Era o ano de 2009. Em seu apartamento, na beira-mar de barra de Jangada – quase dentro do mar – numa entrevista para o jornalista e escritor Cristiano Jerônimo, Lula Côrtes contou:

Eu não sei escrever. Começa aí a história. Então eu comecei a pintar. Quando eu comecei a escrever poemas e pintar diariamente, eu lia muitas fábulas antigas, o universo infantil. Na época da minha infância não existia a televisão, então o grande portal para a imaginação vinha da leitura. Como deveria ser até hoje. Então eu pinto as cenas que eu imagino. Eu pinto com as palavras. [i]

Essa polissemia artística de Lula Côrtes permeava o seu cotidiano, marcando os seus percursos criativos e alinhavando uma relação entre o pintar, o escrever, o compor e o cantar – intrínseca à sua produção.

Há telas, pintadas por Lula Côrtes, espalhadas “a perder de vista”. Amigos e amigas, fãs, admiradores dos seus traços e cores, colecionadores e compradores as possuem guardadas.

*Linhas listadas:*
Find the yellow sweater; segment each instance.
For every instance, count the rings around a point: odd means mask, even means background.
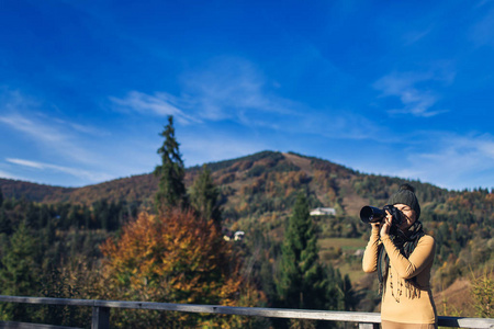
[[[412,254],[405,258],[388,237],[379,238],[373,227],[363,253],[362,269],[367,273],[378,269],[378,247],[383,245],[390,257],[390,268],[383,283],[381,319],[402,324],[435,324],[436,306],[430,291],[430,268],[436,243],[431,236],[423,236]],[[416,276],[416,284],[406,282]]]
...
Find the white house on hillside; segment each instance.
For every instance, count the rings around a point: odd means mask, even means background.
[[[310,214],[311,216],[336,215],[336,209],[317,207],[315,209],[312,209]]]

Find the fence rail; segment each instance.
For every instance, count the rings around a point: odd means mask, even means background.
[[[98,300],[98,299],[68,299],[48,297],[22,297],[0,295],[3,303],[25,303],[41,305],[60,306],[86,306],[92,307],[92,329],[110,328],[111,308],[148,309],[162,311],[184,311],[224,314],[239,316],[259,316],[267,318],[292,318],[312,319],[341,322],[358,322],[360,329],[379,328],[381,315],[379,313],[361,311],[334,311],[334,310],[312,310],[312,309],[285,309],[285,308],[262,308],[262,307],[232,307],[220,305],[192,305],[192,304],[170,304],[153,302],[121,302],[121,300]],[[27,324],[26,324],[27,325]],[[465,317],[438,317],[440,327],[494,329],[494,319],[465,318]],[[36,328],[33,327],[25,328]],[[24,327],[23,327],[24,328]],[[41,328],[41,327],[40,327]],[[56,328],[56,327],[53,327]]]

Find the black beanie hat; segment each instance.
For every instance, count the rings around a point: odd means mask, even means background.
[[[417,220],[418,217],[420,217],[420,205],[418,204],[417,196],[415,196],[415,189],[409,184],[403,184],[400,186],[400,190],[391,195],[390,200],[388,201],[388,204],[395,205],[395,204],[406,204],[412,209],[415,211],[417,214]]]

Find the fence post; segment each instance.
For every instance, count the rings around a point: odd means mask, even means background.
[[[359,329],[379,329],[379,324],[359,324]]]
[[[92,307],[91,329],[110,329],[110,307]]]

*O que se pede:* Transcreva do trecho sobre Lula Côrtes a passagem que começa em "Eu não sei escrever." e vai até "à sua produção.", inclusive. Baseie-se somente no trecho.

*Solução do exercício:*
Eu não sei escrever. Começa aí a história. Então eu comecei a pintar. Quando eu comecei a escrever poemas e pintar diariamente, eu lia muitas fábulas antigas, o universo infantil. Na época da minha infância não existia a televisão, então o grande portal para a imaginação vinha da leitura. Como deveria ser até hoje. Então eu pinto as cenas que eu imagino. Eu pinto com as palavras. [i]

Essa polissemia artística de Lula Côrtes permeava o seu cotidiano, marcando os seus percursos criativos e alinhavando uma relação entre o pintar, o escrever, o compor e o cantar – intrínseca à sua produção.